Blood donations ticked up 22 percent last year, but still lagged behind other countries in the region, Health Ministry officials said on Wednesday, faulting provincial health officials for the lack of donations outside of Phnom Penh.
“Please, directors of provincial health departments, put more effort into helping with blood donations,” said Sok Pheng, a Health Ministry secretary of state, at the ministry’s 38th National Congress on Wednesday.
The ministry received 65,197 units—about 475 ml each—of donated blood last year, up 22 percent from the year before, with two-thirds of the donations coming from the capital.
The donations met only a third of Cambodia’s need for blood, according to Mr. Pheng, who contrasted Cambodia to Laos, which received 88 percent, and Vietnam, at 96 percent.
The World Health Organization recommends that 100 percent of blood transfusions come from volunteers—as opposed to being requested from patients’ families once they are needed—a goal Cambodia hopes to reach by 2020 by countering a widespread belief that giving blood weakens the body.
All but four of Cambodia’s provinces now have transfusion centers capable of accepting donations, but challenges remain.
“The directors of the provincial health department don’t care about blood donations, as they rely on donations from victims’ families,” Mr. Pheng said.
Kouy Bunthoeun, director of the health department in Kandal province, said on Wednesday that his province had been left in the lurch without its own transfusion center. Patients are told to go to the National Blood Transfusion Center in Phnom Penh instead, he said.
The province accepts donations at the provincial health department, where money and supplies are scarce, he said. He said better facilities would encourage more donations.
Youk Sambath, director of the ministry’s general department of finance, said that even the facility in Phnom Penh—the National Blood Transfusion Center—was understaffed after resignations and not operating efficiently.
The center’s director, Hok Kimcheng, however, said that Ms. Sambath was not speaking “officially.”

__Listed entries__:
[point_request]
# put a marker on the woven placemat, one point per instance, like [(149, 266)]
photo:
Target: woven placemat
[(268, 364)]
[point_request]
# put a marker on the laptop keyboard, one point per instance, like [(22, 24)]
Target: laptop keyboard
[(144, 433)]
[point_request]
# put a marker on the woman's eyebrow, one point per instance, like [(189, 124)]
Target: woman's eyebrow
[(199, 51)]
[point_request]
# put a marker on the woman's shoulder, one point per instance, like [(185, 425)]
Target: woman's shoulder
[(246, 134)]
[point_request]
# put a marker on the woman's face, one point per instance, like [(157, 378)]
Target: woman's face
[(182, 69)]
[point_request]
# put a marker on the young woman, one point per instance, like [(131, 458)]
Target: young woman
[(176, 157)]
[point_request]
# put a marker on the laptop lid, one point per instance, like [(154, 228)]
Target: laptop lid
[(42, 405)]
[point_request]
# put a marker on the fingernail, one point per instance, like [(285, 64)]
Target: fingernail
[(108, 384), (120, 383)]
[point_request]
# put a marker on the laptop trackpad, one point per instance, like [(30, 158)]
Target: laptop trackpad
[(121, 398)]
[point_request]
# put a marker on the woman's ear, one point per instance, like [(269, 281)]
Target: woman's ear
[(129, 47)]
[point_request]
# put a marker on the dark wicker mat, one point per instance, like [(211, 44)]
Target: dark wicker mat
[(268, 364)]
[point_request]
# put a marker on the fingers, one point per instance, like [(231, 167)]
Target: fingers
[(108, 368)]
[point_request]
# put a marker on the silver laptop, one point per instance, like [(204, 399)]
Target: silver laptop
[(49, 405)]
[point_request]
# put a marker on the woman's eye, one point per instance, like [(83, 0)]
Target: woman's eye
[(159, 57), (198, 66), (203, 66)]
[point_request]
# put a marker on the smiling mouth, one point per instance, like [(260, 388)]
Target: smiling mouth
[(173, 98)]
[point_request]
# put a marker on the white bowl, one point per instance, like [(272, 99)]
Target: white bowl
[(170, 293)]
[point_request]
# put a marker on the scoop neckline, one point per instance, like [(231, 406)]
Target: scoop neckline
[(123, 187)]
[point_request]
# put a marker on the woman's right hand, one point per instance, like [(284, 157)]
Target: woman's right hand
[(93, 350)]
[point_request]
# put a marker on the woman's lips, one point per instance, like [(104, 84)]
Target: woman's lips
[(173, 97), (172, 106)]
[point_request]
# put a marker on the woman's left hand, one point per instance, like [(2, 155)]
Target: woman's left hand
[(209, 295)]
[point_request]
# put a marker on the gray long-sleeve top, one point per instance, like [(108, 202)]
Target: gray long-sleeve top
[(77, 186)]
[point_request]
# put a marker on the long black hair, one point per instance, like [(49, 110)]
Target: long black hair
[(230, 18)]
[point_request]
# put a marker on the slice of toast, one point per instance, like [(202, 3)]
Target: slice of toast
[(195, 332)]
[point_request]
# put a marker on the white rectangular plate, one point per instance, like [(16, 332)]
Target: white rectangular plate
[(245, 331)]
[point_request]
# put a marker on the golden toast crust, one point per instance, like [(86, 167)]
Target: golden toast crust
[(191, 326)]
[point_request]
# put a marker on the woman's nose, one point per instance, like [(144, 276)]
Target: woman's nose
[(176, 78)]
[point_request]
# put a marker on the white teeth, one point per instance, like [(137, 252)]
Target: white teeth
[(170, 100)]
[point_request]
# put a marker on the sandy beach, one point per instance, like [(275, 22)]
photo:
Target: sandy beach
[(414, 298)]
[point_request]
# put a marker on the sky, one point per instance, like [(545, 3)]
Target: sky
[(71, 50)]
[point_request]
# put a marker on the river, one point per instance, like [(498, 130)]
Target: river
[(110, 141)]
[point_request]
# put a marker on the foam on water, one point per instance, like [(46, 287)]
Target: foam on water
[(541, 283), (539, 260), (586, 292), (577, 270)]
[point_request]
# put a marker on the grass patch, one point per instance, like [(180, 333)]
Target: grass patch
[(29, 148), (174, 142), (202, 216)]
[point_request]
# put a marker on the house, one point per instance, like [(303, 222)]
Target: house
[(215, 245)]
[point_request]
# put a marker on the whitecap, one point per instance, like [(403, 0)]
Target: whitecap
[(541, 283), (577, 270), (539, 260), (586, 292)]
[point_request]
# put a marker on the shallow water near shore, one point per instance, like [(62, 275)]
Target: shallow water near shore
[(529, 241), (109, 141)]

__Aim of the exercise__:
Rewrite the article on blood donations in Cambodia, starting with "All but four" and going on through "Mr. Pheng said.", using "blood banks" in place of "transfusion centers".

__Answer to the exercise__:
All but four of Cambodia’s provinces now have blood banks capable of accepting donations, but challenges remain.
“The directors of the provincial health department don’t care about blood donations, as they rely on donations from victims’ families,” Mr. Pheng said.